DIRECTIONS FOR THIS TASK: Could you output the lines below as a JSON list of strings, one string per line, with blank lines left out?
[BEGIN]
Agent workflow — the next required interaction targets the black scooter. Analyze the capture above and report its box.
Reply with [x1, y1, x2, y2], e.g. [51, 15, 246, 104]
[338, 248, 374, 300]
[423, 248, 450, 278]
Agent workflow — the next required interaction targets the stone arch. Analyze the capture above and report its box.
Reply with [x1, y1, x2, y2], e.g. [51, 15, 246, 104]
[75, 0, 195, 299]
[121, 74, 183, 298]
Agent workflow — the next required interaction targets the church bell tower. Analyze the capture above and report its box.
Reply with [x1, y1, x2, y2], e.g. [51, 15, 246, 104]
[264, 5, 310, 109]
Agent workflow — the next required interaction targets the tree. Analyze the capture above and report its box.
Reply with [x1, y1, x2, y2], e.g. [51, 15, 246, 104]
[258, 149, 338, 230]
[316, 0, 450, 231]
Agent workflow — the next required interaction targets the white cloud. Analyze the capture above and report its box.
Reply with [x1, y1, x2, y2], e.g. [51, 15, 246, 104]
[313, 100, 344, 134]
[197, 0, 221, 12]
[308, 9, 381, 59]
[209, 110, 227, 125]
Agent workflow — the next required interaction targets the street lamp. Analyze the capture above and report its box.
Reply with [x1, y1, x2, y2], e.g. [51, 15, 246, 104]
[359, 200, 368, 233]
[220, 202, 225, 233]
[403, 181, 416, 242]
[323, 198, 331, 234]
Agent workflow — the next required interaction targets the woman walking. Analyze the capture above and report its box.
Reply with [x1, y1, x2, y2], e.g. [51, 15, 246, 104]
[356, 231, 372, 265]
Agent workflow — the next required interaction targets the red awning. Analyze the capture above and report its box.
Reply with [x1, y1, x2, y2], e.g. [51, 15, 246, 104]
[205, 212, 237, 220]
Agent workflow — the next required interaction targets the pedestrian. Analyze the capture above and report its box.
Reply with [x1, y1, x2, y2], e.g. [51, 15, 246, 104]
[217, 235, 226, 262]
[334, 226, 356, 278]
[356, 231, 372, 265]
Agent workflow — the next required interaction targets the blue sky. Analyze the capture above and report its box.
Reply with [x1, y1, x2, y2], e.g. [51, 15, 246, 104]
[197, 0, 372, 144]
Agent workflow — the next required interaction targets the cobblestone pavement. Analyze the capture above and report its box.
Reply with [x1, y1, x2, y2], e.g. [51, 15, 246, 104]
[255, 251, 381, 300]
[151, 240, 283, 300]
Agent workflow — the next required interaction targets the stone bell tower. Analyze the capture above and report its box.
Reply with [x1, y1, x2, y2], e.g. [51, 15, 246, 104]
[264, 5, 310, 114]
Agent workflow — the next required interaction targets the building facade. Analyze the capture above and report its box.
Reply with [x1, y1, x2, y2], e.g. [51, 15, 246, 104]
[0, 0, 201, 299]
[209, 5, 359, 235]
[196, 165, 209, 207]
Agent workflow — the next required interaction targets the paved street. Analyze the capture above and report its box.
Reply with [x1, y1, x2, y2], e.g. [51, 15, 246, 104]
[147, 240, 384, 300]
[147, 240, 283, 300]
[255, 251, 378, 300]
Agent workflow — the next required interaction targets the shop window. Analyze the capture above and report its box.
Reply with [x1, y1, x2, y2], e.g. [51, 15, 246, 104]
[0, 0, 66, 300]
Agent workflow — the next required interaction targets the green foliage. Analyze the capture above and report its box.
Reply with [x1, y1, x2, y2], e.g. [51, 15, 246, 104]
[END]
RESPONSE:
[
  "Agent workflow — the next required interaction targets the black scooter. Analyze the capture above and report its box.",
  "Reply with [x1, y1, x2, y2], e.g. [51, 15, 246, 104]",
  "[338, 248, 374, 300]",
  "[423, 248, 450, 278]",
  "Agent workflow — the next required interaction targets the stone arch. Analyze the capture above and report its box.",
  "Reply with [x1, y1, x2, y2], e.g. [51, 15, 246, 104]",
  "[75, 0, 195, 299]",
  "[121, 74, 183, 298]",
  "Agent workflow — the next required interaction targets the church bell tower. Analyze the capture above and report its box.",
  "Reply with [x1, y1, x2, y2], e.g. [51, 15, 246, 104]",
  "[264, 5, 310, 109]",
  "Agent workflow — the next required interaction targets the tree. Analyze the capture above and report its box.",
  "Reply with [x1, y1, x2, y2], e.g. [51, 15, 246, 104]",
  "[258, 149, 338, 230]",
  "[316, 0, 450, 231]",
  "Agent workflow — the next required interaction targets the white cloud. Analyze the capture above and report its box.",
  "Reply with [x1, y1, x2, y2], e.g. [51, 15, 246, 104]",
  "[313, 100, 344, 134]",
  "[197, 0, 221, 12]",
  "[308, 9, 381, 59]",
  "[209, 110, 227, 125]",
  "Agent workflow — the next required interaction targets the street lamp. Analyze the capture above and report its box.",
  "Reply with [x1, y1, x2, y2], e.g. [51, 15, 246, 104]",
  "[359, 200, 368, 233]",
  "[220, 202, 225, 233]",
  "[403, 181, 416, 242]",
  "[323, 198, 331, 234]",
  "Agent workflow — the next required interaction targets the woman walking. Analyze the capture above and report its box.",
  "Reply with [x1, y1, x2, y2], e.g. [51, 15, 246, 104]",
  "[356, 231, 372, 265]",
  "Agent workflow — the next required interaction targets the red awning. Analyze the capture above and report its box.",
  "Reply with [x1, y1, x2, y2], e.g. [51, 15, 246, 104]",
  "[205, 212, 237, 220]",
  "Agent workflow — the next required interaction targets the pedestrian. Analyze the capture above and report its box.",
  "Reply with [x1, y1, x2, y2], e.g. [51, 15, 246, 104]",
  "[217, 235, 226, 262]",
  "[334, 226, 356, 278]",
  "[356, 231, 372, 265]",
  "Agent workflow — the next required interaction targets the blue sky. Analyze the capture above and report its box.",
  "Reply with [x1, y1, x2, y2], e.g. [51, 15, 246, 104]",
  "[197, 0, 372, 144]",
  "Agent workflow — the next required interaction targets the cobblestone pavement. Analyze the capture above and report its box.",
  "Reply with [x1, y1, x2, y2], e.g. [51, 15, 246, 104]",
  "[255, 251, 381, 300]",
  "[151, 240, 283, 300]",
  "Agent workflow — the next required interaction targets the stone bell tower. Analyze the capture above and report its box.",
  "Reply with [x1, y1, x2, y2], e.g. [51, 15, 246, 104]",
  "[264, 5, 310, 114]",
  "Agent workflow — the next required interaction targets the building facade. Analyze the capture above and report its box.",
  "Reply with [x1, y1, x2, y2], e.g. [51, 15, 246, 104]",
  "[0, 0, 201, 299]",
  "[209, 5, 359, 235]",
  "[196, 165, 209, 207]",
  "Agent workflow — the next required interaction targets the paved street. Analyze the capture above and report its box.",
  "Reply with [x1, y1, x2, y2], e.g. [51, 15, 246, 104]",
  "[147, 240, 384, 300]",
  "[147, 240, 283, 300]",
  "[255, 251, 378, 300]",
  "Agent workflow — the next required interaction targets the shop window. Analyze the capture above and report its box.",
  "Reply with [x1, y1, x2, y2], e.g. [51, 15, 246, 104]",
  "[0, 0, 66, 300]",
  "Agent workflow — the next required interaction targets the green foliage. Analyze the capture above and report its box.",
  "Reply with [x1, y1, x2, y2], e.g. [51, 15, 246, 104]"
]